> [Excerpted passage]:
-- Opening Marker --
“As cancer cells need oxygen to survive, researchers have suffocated the tumor with the aid of nanoparticles by cutting off the blood supply to the tumor cells”
Researchers from Shanghai Institute of Ceramics, Chinese Academy of Sciences and the East China Normal University have developed a deoxygenation agent using polyvinyl pyrrolidone (PVP) modified Magnesium Silicide (Mg2Si) nanoparticles as a good tumor-starving agent.
Their work is recently published in Nature Nanotechnology.
What Does The Agent Do?
Some of the qualities for a good tumor-starving agent include:
- Biocompatibility i.e. no heavy metals are being used or are the components.
- Efficiency at deoxygenation.
- Long-run oxygen scavenger.
- Easier insertion and only target the tumor.
“Magnesium silicide nanoparticles serves best as good tumor-starving agent. Its main constituent magnesium (Mg), silicon dioxide (SiO2), and water(H2O) are biocompatible.
Moreover, reaction mechanism produces a highly reactive oxygen scavenger and SiH4 makes these nanoparticles highly efficient during deoxygenation”
Preparation Method of Injectable Nanoparticles
The injectable nanoparticles were prepared through self-propagating high-temperature synthesis strategy which emphasizes that the deoxygenating agent will remain scattered in liquid without forming clusters so that it can be easily injectable into tissue.
“Researchers demonstrated the capability of Mg2Si nanoparticles by injecting it into mice”
In vivo study found Mg2Si nanoparticles serving as an efficient deoxygenation agent.
-- Closing Marker --
Records in a dataset:
-- Opening Marker --
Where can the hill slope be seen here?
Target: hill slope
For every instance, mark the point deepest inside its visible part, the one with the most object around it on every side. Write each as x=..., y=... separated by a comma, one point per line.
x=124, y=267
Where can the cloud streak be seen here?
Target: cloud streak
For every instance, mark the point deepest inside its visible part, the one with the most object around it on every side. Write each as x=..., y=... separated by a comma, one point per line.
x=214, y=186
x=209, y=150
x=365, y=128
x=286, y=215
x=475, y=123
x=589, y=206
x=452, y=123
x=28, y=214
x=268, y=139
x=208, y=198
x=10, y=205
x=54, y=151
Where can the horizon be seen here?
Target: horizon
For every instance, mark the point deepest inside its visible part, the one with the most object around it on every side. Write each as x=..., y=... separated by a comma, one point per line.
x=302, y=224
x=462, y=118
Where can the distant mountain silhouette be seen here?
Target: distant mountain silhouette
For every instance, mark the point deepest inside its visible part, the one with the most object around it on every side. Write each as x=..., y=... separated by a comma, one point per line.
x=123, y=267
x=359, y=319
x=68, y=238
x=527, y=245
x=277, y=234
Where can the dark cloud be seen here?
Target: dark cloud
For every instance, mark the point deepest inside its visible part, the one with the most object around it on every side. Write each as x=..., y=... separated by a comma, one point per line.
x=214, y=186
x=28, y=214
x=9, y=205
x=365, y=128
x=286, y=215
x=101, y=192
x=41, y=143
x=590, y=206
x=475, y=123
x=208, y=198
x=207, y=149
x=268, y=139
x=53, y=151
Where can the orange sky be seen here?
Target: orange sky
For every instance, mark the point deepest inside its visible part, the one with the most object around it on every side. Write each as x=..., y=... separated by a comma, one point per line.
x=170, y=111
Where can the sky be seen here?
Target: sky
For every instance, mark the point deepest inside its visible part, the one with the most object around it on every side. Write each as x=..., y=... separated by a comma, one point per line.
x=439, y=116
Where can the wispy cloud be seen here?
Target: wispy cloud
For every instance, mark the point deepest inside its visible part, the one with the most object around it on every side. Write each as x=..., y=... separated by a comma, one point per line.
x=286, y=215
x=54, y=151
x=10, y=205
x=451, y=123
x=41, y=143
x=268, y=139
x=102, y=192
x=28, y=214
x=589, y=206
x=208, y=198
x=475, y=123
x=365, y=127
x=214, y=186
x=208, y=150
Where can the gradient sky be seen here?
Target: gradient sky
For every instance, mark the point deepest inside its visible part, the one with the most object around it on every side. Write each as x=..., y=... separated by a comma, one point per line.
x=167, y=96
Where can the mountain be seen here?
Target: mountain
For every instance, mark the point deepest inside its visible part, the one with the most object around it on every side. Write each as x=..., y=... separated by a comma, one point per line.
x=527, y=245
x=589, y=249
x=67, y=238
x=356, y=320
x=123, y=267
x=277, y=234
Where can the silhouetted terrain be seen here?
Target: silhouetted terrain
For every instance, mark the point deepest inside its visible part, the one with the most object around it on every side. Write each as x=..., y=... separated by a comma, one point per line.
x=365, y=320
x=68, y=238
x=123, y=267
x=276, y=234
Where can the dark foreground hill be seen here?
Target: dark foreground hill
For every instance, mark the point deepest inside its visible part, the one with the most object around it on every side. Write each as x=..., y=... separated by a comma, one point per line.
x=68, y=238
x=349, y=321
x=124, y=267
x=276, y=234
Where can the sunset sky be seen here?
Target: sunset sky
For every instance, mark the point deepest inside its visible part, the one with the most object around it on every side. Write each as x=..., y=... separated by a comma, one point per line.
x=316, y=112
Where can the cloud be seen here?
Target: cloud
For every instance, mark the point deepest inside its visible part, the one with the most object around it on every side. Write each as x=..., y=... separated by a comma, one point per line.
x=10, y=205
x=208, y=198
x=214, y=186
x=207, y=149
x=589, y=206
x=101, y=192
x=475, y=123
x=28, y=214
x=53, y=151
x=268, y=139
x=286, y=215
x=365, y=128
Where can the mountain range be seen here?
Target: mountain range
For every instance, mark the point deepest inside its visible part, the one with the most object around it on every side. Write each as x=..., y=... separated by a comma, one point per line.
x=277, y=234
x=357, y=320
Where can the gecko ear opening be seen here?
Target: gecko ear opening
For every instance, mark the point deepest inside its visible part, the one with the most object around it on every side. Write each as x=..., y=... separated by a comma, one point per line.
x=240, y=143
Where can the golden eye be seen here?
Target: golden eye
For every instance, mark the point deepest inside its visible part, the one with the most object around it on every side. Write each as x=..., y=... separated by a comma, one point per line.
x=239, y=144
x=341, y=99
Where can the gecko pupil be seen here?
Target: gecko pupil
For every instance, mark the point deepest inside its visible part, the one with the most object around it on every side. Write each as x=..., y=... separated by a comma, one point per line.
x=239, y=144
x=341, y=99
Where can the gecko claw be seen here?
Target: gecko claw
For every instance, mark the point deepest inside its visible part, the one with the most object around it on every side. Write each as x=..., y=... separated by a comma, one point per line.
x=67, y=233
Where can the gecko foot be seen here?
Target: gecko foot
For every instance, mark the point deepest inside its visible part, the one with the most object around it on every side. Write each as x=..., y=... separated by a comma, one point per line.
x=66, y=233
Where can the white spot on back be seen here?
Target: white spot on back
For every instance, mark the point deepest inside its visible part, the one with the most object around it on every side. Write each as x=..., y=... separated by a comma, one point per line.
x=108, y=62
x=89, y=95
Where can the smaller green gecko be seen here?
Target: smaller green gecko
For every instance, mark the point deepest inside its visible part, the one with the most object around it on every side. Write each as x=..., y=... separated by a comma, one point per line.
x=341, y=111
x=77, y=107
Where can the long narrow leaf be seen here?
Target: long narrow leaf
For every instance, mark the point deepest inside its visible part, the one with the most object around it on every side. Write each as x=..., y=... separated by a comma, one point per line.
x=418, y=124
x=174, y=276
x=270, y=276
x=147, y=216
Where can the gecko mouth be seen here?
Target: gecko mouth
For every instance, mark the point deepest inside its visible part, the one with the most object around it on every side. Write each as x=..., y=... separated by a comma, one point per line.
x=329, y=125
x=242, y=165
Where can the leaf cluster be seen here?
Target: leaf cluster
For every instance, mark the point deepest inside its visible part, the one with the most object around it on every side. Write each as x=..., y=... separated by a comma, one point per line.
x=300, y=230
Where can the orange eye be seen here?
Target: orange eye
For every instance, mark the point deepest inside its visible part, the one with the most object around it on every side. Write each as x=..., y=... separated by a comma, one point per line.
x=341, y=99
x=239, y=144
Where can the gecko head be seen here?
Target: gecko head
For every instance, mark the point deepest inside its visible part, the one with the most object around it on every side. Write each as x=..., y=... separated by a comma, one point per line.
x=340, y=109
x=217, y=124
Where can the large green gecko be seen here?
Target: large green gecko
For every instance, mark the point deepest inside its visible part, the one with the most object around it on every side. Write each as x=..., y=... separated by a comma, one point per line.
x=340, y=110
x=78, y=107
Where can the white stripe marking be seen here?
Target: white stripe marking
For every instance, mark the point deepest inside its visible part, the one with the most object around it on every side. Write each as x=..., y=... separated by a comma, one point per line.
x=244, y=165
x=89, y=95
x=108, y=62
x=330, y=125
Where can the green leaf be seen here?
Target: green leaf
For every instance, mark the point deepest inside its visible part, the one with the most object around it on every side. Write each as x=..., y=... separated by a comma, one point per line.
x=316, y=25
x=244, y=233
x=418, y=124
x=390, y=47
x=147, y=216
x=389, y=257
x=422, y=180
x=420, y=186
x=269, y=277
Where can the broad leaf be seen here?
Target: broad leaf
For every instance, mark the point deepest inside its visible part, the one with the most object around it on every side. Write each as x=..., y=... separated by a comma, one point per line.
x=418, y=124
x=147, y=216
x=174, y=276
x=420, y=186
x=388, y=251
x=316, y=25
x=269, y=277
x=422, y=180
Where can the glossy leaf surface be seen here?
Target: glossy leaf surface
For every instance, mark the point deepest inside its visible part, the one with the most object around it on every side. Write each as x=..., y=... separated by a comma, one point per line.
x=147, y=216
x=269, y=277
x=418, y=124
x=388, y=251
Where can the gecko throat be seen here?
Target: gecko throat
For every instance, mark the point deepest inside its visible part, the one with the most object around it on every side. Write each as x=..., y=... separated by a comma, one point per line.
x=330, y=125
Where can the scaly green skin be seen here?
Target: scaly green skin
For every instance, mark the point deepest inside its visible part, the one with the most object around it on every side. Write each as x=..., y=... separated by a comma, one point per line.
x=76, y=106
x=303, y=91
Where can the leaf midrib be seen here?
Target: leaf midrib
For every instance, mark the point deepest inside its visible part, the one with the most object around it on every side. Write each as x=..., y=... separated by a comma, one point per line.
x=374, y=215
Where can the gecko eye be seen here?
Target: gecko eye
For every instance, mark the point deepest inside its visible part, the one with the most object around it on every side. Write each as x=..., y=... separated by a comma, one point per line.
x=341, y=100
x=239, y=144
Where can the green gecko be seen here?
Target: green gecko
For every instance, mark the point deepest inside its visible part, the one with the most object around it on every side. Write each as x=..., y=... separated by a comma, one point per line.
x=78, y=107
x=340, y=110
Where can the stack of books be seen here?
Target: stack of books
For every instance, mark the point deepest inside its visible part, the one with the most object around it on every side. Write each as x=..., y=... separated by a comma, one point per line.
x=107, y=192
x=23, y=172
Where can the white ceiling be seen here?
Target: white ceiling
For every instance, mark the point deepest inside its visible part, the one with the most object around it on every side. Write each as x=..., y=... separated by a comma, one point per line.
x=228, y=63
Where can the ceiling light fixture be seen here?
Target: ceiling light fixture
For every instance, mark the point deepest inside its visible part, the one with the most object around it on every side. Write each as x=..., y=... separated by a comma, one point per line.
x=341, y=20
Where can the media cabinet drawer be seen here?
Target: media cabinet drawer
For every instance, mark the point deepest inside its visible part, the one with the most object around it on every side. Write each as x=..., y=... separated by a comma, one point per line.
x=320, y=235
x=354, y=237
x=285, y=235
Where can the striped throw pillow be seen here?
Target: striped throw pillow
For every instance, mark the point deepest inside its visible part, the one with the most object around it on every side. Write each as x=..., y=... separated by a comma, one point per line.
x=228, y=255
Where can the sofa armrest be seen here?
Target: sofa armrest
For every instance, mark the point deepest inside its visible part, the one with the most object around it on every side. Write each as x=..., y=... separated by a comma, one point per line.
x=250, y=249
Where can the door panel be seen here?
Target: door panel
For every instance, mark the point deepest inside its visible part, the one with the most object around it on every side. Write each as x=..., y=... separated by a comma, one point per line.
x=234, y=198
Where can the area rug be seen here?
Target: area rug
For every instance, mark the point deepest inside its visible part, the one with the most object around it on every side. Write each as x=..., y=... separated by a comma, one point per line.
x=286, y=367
-- Closing Marker --
> [Required actions]:
1 – According to the article on tumor-starving nanoparticles, in which journal was the researchers' work published?
2 – Extend the article on tumor-starving nanoparticles, picking up after its final sentence.

> [Answers by item number]:
1 – Nature Nanotechnology.

2 –
Measurements in blood oxygen saturation level after 10 minutes showed a minute change in the control tumor, whereas a drastic reduction in oxygen was observed in the test.
The nanoparticles were capable enough for the reduction of oxygen in tested mice within three hours and showed complete removal of hemoglobin bound oxygen and blood oxygen within the infected cell.
In addition, Mg2Si nanoparticles forms by-product which inhibits the reoxygenation in the tumoral capillaries i.e. the acidic environment in the tumor reacts with the nanoparticles to release silane as a by-product.
Silane’s reaction with the hemoglobin bound oxygen and tissue dissolved oxygen produces silicon oxide aggregates which in term becomes advantageous in blocking of the tumor from getting new oxygen and nutrients.
Overall, this cancer research provides a fascinating clue for the use of PVP- modified Mg2Si nanoparticles as promising candidates for use as a tumor-targeted deoxygenating agent.
The team points out that the future research will be focused on the surface modification of the nanoparticles to customize their length of time for a longer travel through the blood streams.